### Exercise aim:
Your answer must be a single number: how many lines in the records below contain the word "query".

Data in this exercise section start

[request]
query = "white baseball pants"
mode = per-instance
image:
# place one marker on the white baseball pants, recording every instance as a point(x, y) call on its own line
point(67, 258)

Data in this exercise section end
Data in this exercise section start

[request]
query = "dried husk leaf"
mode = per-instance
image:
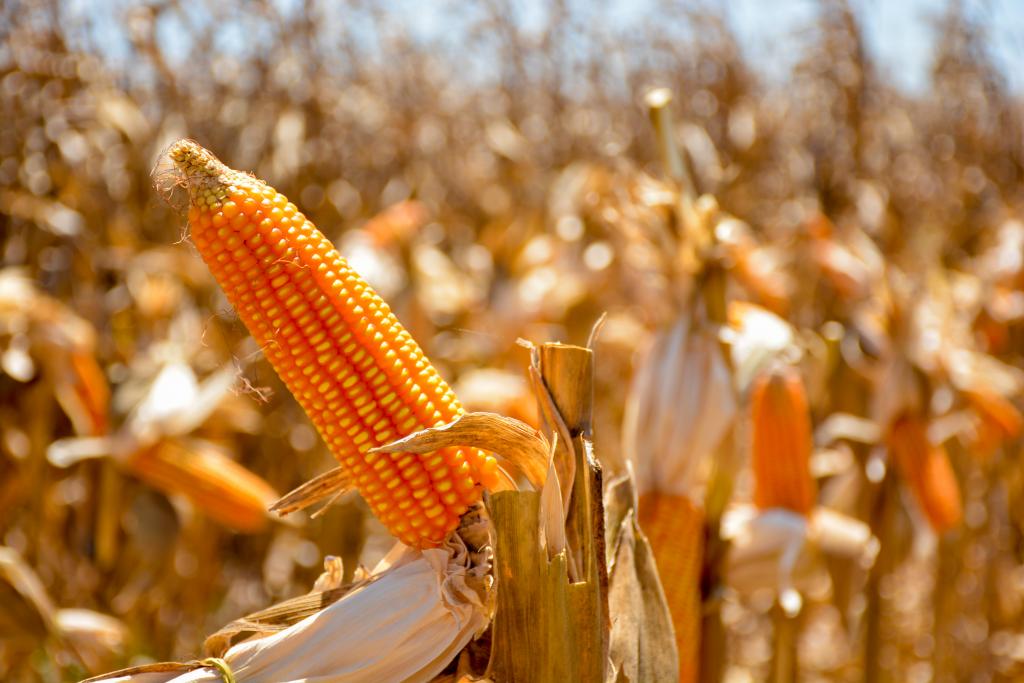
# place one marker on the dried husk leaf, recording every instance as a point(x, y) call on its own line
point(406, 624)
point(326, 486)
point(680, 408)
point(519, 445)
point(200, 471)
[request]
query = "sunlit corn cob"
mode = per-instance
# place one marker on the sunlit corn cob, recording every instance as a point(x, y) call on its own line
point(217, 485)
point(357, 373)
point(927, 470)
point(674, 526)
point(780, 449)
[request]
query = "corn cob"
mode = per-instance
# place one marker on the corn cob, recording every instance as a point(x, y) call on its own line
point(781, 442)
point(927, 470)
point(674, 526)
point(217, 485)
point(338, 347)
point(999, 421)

Data in this exercise section end
Data in this exercise section start

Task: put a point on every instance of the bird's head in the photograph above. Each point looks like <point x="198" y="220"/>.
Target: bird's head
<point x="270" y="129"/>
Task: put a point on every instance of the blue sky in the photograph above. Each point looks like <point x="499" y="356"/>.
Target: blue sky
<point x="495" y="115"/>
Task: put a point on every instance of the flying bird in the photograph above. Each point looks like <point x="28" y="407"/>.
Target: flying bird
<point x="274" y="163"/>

Data in this exercise section end

### Response to this task:
4